Exercise task A>
Write out the rows below without any change, everything from the row containing "mountain in the photo above." down to the final row.

Source document>
○ ○ ○
I ran into this issue before and after some digging, I don't think there is an easy way to accommodate long IDs in Lucene. So I decided to go with sharding documents into multiple indexes. It turned out to be a good decision in my case because I would have to shard the index anyway for performance reasons. (There are queries that requires collecting and scoring a large portion of the index).
On Mar 21, 2014, at 09:41 AM, Artem Gayardo-Matrosov <ar...@gayardo.com> wrote:
Hi Oli,
Thanks for your reply,
I thought about this, but it feels like making a crude, inefficient
implementation of what's already in lucene -- CompositeReader, isn't it? It
would involve writing my CompositeCompositeReader which would forward the
requests to the underlying CompositeReader...
Is there a better way?
Thanks,
Artem.
On Fri, Mar 21, 2014 at 6:33 PM, Oliver Christ <ochr...@ebsco.com > wrote:
> Can you split your corpus across multiple Lucene instances?
>
> Cheers, Oli
>
> -----Original Message-----
> From: Artem Gayardo-Matrosov [mailto:ar...@gayardo.com]
> Sent: Friday, March 21, 2014 12:29 PM
> To: java-user@lucene.apache.org
> Subject: maxDoc/numDocs int fields
>
> Hi all,
>
> I am using lucene to index a large corpus of text, with every word being a
> separate document (this is something I cannot change), and I am hitting a
> limitation of the CompositeReader only supporting Integer.MAX_VALUE
> documents.
>
> Is there any way to work around this limitation? For the moment I have
> implemented my own DirectoryReader and BaseCompositeReader to at least make
> them support documents from Integer.MIN_VALUE to -1 (for twice more
> documents supported), the problem is that all the APIs are restricted to
> use the int type and after the docID value wraps back to 0, I have no way
> to restore the original docID.
>
> --
> Thanks in advance,
> Artem.
>
--
Artem.
○ ○ ○
Recorded data>

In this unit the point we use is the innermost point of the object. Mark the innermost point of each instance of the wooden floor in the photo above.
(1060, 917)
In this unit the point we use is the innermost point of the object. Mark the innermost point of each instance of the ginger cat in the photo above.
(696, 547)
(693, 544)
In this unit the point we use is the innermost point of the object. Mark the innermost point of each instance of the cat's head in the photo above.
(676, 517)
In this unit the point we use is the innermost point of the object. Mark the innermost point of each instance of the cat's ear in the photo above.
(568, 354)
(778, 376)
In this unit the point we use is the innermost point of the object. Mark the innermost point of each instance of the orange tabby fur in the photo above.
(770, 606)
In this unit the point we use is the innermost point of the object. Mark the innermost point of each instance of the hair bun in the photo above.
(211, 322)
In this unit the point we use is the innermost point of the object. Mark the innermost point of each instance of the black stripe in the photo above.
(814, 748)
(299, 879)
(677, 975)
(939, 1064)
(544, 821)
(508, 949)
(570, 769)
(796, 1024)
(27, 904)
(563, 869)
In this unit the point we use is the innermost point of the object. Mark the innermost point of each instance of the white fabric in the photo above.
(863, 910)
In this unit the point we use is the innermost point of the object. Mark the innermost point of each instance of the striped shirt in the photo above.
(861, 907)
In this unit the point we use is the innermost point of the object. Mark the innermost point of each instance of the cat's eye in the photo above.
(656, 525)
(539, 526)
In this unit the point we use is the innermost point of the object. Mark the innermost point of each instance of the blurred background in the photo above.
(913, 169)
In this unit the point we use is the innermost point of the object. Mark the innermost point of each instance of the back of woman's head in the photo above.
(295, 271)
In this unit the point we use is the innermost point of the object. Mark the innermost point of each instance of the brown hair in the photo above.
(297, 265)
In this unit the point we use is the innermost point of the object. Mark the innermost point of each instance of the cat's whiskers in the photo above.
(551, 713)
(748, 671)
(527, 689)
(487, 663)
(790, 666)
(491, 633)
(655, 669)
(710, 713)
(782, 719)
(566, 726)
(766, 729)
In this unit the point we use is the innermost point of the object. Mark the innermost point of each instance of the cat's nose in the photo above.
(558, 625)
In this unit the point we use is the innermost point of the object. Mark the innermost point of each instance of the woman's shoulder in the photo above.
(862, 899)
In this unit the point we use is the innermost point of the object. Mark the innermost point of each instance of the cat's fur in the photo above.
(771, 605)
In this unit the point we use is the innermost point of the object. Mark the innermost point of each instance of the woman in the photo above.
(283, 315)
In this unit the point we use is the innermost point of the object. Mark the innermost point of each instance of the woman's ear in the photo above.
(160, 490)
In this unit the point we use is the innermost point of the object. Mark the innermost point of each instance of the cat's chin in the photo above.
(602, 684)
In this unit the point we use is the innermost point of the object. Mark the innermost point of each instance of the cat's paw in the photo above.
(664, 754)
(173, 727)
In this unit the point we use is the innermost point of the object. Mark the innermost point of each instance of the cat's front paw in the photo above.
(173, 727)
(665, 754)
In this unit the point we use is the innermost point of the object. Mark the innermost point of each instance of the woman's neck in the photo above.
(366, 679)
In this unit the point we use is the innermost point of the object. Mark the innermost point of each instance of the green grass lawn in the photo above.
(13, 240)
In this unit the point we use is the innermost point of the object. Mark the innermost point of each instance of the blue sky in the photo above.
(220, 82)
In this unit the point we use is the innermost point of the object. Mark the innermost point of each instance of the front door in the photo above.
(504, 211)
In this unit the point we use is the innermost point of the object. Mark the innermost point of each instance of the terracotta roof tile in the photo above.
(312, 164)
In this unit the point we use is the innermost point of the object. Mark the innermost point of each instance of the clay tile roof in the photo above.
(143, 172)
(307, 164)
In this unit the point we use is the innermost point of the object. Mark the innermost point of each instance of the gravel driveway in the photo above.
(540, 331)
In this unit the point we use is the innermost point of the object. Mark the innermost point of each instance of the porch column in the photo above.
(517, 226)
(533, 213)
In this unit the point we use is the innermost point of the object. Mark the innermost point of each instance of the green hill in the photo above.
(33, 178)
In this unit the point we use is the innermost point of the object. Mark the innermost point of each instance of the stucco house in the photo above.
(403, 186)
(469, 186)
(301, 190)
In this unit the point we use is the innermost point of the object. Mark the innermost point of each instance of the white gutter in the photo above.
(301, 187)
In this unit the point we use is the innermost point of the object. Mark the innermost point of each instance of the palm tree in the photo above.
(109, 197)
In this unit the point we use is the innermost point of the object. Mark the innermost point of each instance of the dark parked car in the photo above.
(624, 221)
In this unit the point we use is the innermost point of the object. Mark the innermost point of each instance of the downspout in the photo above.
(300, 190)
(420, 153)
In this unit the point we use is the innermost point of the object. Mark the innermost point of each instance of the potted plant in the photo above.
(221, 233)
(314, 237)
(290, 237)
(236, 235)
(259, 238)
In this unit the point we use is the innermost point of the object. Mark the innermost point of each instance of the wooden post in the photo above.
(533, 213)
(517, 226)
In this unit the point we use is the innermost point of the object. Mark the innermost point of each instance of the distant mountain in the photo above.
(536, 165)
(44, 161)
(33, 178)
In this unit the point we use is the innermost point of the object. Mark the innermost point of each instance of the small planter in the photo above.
○ ○ ○
Exercise task B>
Reproduce everything in the Lucene thread above from "I ran into this" down to "the underlying CompositeReader..." with no changes.

Complete response A>
In this unit the point we use is the innermost point of the object. Mark the innermost point of each instance of the distant mountain in the photo above.
(536, 165)
(44, 161)
(33, 178)
In this unit the point we use is the innermost point of the object. Mark the innermost point of each instance of the small planter in the photo above.

Complete response B>
I ran into this issue before and after some digging, I don't think there is an easy way to accommodate long IDs in Lucene. So I decided to go with sharding documents into multiple indexes. It turned out to be a good decision in my case because I would have to shard the index anyway for performance reasons. (There are queries that requires collecting and scoring a large portion of the index).
On Mar 21, 2014, at 09:41 AM, Artem Gayardo-Matrosov <ar...@gayardo.com> wrote:
Hi Oli,
Thanks for your reply,
I thought about this, but it feels like making a crude, inefficient
implementation of what's already in lucene -- CompositeReader, isn't it? It
would involve writing my CompositeCompositeReader which would forward the
requests to the underlying CompositeReader...